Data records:

•••••

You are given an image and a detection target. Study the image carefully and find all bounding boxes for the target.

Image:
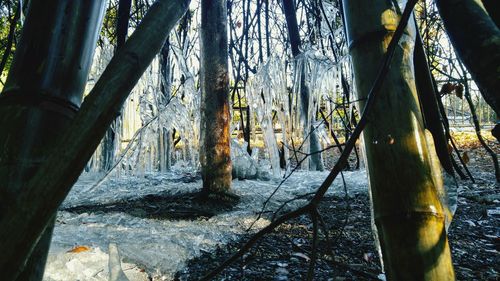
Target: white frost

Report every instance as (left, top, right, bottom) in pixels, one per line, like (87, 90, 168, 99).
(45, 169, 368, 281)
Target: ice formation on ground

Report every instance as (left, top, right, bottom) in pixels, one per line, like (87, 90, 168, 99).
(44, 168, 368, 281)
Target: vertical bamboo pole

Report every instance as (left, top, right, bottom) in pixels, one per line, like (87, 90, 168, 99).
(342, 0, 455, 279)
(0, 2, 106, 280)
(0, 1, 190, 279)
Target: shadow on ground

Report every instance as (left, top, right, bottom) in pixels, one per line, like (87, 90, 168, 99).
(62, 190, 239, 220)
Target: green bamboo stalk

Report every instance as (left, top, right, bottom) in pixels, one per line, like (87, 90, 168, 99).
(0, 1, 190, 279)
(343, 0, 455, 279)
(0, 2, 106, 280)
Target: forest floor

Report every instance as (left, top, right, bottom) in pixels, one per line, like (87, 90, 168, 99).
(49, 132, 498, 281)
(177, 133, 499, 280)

•••••

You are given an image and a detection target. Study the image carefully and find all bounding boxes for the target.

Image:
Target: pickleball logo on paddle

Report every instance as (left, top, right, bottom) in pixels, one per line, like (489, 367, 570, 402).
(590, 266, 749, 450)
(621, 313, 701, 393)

•••••

- [EXERCISE GOAL]: A verbatim transcription is needed of the lines above, starting at the line with "Target: vertical bamboo pole" and ending at the line with "Target: green bamboo stalk", both included, and of nothing else.

- [RESPONSE]:
Target: vertical bamboo pole

Report every instance as (left, top, right, bottom) in pixels, one per line, like (87, 90, 168, 99).
(342, 0, 455, 279)
(0, 2, 106, 280)
(0, 1, 190, 279)
Target: shadow on ground

Report every instance as (left, top, right, bottom) in pixels, one per line, like (87, 90, 168, 99).
(62, 190, 239, 220)
Target: green bamboo stalk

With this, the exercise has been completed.